[Records in a dataset]
────────────────────

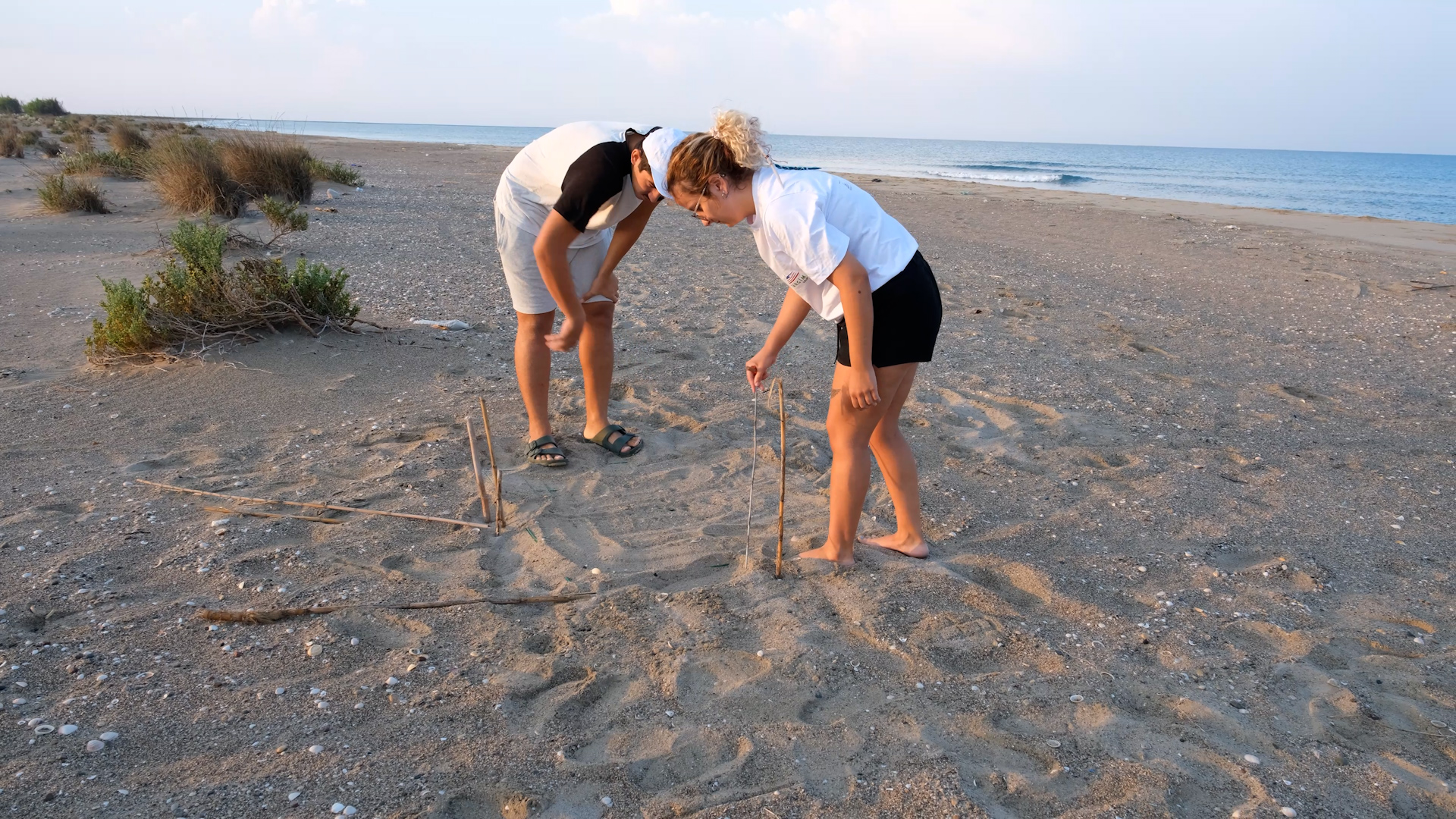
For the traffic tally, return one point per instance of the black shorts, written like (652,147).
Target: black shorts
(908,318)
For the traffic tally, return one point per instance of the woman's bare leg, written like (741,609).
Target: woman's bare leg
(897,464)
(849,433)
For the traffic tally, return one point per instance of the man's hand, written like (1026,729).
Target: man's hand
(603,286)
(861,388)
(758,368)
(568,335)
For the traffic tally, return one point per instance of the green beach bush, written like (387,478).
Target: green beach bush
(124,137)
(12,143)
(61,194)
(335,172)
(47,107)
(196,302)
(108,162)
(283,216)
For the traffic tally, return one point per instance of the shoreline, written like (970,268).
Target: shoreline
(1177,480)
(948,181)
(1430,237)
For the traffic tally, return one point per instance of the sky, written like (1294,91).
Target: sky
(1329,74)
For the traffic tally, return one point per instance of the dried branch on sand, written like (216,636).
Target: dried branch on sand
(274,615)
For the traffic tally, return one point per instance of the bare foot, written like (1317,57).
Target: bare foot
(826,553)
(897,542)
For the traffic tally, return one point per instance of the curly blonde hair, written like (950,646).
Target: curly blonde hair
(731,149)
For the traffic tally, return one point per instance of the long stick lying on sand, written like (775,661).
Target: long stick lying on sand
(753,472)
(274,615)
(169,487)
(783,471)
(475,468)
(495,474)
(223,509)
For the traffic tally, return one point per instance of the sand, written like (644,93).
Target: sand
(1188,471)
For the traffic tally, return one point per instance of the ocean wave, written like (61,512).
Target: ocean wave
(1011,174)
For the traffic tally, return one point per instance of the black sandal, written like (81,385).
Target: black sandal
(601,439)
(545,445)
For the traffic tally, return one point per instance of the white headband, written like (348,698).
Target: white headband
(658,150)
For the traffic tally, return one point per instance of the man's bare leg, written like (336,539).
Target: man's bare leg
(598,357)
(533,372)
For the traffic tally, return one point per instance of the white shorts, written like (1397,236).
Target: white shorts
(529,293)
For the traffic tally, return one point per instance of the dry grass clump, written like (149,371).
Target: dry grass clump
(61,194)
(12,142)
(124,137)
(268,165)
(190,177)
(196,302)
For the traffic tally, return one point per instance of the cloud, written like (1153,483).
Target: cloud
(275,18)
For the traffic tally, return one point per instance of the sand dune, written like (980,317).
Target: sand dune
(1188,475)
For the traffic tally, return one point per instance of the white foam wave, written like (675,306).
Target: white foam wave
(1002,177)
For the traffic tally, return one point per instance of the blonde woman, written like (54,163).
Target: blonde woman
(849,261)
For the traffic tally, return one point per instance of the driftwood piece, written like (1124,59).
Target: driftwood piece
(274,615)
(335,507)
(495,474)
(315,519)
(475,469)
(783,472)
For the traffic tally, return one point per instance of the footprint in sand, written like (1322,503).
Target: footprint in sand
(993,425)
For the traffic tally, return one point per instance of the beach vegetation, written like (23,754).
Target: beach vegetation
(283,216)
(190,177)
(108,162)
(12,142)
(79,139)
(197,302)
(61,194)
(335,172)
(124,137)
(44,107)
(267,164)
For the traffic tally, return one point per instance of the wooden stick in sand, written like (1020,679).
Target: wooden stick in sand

────────────────────

Rewrite the listing from the line containing "written like (1322,503)." through the end, substituting "coastal plants" for "beach vegetation" and leaving everything else unchanged.

For the traffic tally, return one point per instance of the footprint in sand, written like (1322,503).
Target: footprint in sand
(993,425)
For the traffic tally, return one point per instance of the coastal plants, written like (23,754).
Target: coastal plants
(283,216)
(190,177)
(108,162)
(12,142)
(79,139)
(197,302)
(61,194)
(335,172)
(124,137)
(44,107)
(267,164)
For the traffic tally, return one point per instance of the wooden stick in sand, written like (1020,679).
Target: wooden stick in sand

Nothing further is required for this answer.